*** Data supplied Section Begins ***
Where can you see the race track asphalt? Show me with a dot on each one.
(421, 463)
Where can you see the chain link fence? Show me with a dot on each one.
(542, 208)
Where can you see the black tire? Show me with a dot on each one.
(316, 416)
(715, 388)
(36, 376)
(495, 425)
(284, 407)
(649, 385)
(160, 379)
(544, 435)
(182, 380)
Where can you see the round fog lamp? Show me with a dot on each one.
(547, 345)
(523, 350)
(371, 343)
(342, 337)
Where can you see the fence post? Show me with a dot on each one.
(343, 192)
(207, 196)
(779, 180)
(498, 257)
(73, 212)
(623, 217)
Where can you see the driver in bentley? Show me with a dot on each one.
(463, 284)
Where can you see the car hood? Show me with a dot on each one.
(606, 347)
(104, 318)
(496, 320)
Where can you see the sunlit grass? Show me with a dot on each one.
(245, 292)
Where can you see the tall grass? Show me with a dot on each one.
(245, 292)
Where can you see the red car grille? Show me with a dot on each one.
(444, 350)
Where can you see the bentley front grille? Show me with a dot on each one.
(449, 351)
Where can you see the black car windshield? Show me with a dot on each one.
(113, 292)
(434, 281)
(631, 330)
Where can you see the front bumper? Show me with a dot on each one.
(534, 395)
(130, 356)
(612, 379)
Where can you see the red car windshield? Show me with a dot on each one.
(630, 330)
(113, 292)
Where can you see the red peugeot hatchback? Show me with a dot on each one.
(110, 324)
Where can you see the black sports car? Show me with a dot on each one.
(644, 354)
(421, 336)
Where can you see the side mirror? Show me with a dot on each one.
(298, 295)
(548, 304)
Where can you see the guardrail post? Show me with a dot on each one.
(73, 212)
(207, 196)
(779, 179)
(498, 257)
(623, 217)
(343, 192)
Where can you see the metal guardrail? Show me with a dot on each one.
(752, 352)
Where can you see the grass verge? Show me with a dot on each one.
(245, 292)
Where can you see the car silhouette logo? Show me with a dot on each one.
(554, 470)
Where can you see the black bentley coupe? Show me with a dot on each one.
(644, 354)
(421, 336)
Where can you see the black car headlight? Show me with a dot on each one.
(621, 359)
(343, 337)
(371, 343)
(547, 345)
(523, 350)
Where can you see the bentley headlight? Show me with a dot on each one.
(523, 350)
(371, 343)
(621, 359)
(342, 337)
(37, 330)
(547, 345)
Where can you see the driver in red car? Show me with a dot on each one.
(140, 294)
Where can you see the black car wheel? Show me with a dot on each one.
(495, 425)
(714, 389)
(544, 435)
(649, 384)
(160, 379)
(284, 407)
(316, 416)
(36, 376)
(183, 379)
*** Data supplied Section Ends ***
* [Work to complete]: Print each record again. Nothing may be left out.

* [Result for this exercise]:
Where can you see the race track asphalt? Show me with a dot on each one.
(421, 463)
Where can you see the chain link fence? Show me with a dot on each one.
(542, 208)
Where can you see the black tire? Show me with a dot on each one.
(316, 416)
(715, 388)
(36, 376)
(495, 425)
(284, 407)
(649, 385)
(160, 379)
(544, 435)
(182, 380)
Where can you see the round fog lamp? Show me with a dot on each one.
(547, 345)
(523, 350)
(371, 343)
(342, 337)
Where can you see the fence post? Show me with a dot on each one.
(343, 192)
(207, 196)
(779, 180)
(498, 257)
(73, 212)
(623, 217)
Where can you see the driver in bentley? Show me with a dot on each one.
(463, 284)
Where can you see the car hood? Show me with a dot on each one.
(606, 347)
(104, 318)
(496, 320)
Where can you see the sunlit grass? Show me with a dot on each one.
(245, 292)
Where can you see the tall grass? Show me with a dot on each one.
(245, 292)
Where can you see the red car grille? Show me with a dot on each one.
(444, 350)
Where can you see the bentley front grille? Show me with a dot on each one.
(449, 351)
Where can you see the black car windshield? Show me with a dot on each one.
(113, 292)
(434, 281)
(631, 330)
Where can you see the front bumper? Show me with a dot on each one.
(534, 395)
(130, 356)
(612, 379)
Where can you see the red car windshield? Show me with a dot on each one.
(630, 330)
(113, 292)
Where can you see the red peugeot hatchback? Show me with a dot on each one.
(110, 324)
Where can you see the black sports car? Show me with a dot on each one.
(644, 354)
(421, 336)
Where can you see the side mirror? Show me with a dot on each one.
(298, 295)
(548, 304)
Where can you see the guardrail post? Show me with a dot on each one.
(73, 212)
(207, 196)
(779, 179)
(498, 257)
(623, 217)
(343, 192)
Where can you see the metal guardrail? Show me with a dot on each one.
(752, 352)
Where can you see the grass verge? Show me with a dot on each one.
(245, 292)
Where can you see the car silhouette logo? Show me with a dot on each one.
(554, 470)
Where can you see the black bentley coupe? Show me with a dot on each one.
(644, 354)
(421, 336)
Where can you see the black car headlight? Show me with a dot on each one.
(621, 359)
(343, 337)
(371, 343)
(547, 345)
(523, 350)
Where can you see the bentley headlight? Show me with a dot on each one.
(523, 350)
(371, 343)
(621, 359)
(342, 337)
(37, 330)
(547, 345)
Where can you see the driver in red car? Show me with a dot on each one.
(140, 294)
Where can you see the black car wheel? Show me with a dot on each one.
(495, 425)
(714, 389)
(544, 435)
(649, 384)
(160, 379)
(284, 407)
(316, 416)
(36, 376)
(183, 379)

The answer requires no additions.